**What to produce**
Reproduce the material starting at its first line and ending at the line containing "311 302 578 360", both included. Keep the requests unchanged, multiply every bounding-box coordinate in the answers by 2, and round each result to a whole number, with halves rounded up.

**Recorded information**
────

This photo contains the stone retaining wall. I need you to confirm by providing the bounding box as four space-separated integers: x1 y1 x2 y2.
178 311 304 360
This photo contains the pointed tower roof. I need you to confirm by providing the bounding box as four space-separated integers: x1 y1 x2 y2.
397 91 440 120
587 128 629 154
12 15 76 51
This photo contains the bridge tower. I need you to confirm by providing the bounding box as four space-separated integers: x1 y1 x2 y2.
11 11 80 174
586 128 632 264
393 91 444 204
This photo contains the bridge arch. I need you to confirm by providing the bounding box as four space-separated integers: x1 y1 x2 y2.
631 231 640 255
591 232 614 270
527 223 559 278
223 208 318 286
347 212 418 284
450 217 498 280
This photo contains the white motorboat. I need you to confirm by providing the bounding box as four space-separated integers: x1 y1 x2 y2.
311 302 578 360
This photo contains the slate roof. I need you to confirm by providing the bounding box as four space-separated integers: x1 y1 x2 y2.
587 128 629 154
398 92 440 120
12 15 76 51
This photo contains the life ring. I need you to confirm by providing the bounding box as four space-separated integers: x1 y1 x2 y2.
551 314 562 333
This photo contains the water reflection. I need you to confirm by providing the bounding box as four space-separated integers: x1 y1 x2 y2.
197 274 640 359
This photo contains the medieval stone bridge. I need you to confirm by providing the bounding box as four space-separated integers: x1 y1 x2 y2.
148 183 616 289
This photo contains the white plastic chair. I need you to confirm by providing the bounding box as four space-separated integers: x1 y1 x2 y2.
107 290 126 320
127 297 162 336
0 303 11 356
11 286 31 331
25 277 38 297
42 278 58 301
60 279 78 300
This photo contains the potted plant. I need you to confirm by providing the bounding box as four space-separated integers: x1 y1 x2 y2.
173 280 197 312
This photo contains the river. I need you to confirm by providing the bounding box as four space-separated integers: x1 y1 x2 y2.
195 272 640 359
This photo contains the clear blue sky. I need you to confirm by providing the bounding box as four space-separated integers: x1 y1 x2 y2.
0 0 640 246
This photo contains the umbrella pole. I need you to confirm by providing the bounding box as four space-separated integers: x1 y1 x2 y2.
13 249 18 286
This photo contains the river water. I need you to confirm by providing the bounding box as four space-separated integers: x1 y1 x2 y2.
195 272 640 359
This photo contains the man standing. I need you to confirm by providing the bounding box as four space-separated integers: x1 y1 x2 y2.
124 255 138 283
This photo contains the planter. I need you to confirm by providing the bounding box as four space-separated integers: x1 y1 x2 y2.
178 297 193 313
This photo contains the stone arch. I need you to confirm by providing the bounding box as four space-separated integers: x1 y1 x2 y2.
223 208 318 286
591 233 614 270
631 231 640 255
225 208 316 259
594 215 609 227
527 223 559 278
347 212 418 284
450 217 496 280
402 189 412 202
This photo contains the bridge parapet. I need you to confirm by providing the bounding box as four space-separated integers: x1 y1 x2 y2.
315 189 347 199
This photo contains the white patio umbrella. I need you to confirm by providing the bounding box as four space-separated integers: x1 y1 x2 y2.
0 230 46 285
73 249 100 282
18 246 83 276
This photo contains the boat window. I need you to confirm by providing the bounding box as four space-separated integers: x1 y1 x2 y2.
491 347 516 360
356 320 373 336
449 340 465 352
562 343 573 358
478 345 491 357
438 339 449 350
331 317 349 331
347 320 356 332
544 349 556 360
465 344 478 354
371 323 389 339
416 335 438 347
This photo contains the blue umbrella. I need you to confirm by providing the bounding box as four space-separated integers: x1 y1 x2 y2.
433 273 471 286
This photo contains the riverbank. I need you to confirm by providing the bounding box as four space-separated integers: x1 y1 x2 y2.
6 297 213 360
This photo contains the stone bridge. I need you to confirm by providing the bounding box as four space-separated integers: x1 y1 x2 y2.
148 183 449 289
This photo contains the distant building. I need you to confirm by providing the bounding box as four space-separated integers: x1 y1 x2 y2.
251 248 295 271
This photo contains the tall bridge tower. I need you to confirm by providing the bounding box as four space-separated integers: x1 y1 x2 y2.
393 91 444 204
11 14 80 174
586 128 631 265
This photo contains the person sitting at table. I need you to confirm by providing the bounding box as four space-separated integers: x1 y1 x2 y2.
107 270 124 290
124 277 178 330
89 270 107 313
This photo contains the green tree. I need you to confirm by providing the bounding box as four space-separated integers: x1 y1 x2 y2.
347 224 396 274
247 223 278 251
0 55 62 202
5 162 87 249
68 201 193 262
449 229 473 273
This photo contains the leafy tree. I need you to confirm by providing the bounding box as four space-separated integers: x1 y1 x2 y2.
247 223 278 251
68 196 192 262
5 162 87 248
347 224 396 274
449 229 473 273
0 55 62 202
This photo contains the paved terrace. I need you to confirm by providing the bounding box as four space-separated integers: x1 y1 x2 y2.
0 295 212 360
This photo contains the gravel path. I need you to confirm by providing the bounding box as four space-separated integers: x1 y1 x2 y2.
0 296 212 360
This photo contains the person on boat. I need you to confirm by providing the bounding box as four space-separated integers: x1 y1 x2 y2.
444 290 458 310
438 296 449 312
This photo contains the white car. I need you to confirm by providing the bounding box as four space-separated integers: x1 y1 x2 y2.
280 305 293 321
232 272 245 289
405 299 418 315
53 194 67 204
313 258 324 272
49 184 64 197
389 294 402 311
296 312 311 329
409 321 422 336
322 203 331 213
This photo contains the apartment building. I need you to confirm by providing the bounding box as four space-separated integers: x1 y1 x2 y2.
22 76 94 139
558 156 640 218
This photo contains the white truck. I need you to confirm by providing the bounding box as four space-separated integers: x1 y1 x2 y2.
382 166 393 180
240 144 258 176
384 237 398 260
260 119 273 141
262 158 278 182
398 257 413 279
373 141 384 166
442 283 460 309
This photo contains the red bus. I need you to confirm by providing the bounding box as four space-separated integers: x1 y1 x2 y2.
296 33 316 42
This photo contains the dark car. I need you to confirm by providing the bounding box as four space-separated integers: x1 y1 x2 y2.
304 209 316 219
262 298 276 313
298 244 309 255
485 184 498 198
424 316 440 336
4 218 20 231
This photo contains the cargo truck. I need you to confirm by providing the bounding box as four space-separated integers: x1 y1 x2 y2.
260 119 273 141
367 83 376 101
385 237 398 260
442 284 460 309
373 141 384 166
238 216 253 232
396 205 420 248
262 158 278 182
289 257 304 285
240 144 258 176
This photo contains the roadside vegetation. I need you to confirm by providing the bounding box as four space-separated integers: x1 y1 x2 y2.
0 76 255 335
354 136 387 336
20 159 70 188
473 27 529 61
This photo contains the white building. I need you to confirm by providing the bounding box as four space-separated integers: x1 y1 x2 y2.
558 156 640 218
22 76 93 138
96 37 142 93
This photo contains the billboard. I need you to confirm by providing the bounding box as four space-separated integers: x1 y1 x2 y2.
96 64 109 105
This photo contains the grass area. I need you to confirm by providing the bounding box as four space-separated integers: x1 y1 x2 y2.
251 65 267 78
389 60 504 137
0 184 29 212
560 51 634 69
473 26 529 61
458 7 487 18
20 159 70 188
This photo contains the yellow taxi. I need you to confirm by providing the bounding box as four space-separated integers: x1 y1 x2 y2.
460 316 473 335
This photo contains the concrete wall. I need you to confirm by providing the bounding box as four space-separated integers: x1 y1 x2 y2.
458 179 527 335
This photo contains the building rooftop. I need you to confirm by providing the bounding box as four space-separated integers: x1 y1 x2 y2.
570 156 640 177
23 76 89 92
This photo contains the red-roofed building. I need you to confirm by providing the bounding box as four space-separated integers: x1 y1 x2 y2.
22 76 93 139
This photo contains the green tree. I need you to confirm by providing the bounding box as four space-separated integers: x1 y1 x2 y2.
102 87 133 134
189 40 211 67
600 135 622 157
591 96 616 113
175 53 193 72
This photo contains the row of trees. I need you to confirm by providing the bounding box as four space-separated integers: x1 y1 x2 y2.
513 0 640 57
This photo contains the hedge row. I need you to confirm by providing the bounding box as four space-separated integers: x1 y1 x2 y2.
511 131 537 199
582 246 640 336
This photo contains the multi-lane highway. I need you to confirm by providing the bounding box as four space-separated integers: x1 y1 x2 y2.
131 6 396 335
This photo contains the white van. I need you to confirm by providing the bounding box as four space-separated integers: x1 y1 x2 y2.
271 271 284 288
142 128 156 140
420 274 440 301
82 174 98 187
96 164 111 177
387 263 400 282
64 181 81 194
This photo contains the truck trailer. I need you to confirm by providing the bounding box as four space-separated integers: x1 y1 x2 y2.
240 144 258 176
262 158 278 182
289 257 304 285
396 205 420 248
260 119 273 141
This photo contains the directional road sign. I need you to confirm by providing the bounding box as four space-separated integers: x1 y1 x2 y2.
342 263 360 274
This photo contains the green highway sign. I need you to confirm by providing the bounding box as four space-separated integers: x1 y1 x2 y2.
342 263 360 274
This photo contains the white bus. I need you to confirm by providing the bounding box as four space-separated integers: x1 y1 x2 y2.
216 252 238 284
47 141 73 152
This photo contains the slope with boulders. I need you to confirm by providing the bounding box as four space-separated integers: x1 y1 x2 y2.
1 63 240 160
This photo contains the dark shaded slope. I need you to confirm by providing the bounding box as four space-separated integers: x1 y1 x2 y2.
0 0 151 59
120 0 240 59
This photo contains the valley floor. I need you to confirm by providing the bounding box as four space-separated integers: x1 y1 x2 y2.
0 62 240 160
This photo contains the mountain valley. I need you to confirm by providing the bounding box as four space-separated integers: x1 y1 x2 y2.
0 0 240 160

────

**Response to this task**
This photo contains the stone retaining wall. I need you to confirm by providing the bounding box as four space-separated integers: x1 y1 x2 y2.
356 622 608 720
This photo contains the pointed tower roof. I need you to confirm by providing the bounding box as four space-separated integers: x1 y1 x2 y2.
794 182 880 240
1174 256 1258 308
24 30 152 102
This photo contains the bridge tower. I need you to confirm by providing the bounding box as four space-separated integers: x1 y1 x2 y2.
22 22 160 348
1172 256 1264 528
786 182 888 408
This photo contains the bridge arch. I need you to confirm by providing the bounding box as four space-separated integers: x1 y1 x2 y2.
1262 462 1280 510
1182 464 1228 540
1054 446 1118 556
446 416 636 572
694 424 836 568
900 434 996 560
This photo contains the white motorboat. I need you to confirm by providing the bounding box as four space-separated integers: x1 y1 x2 y2.
622 604 1156 720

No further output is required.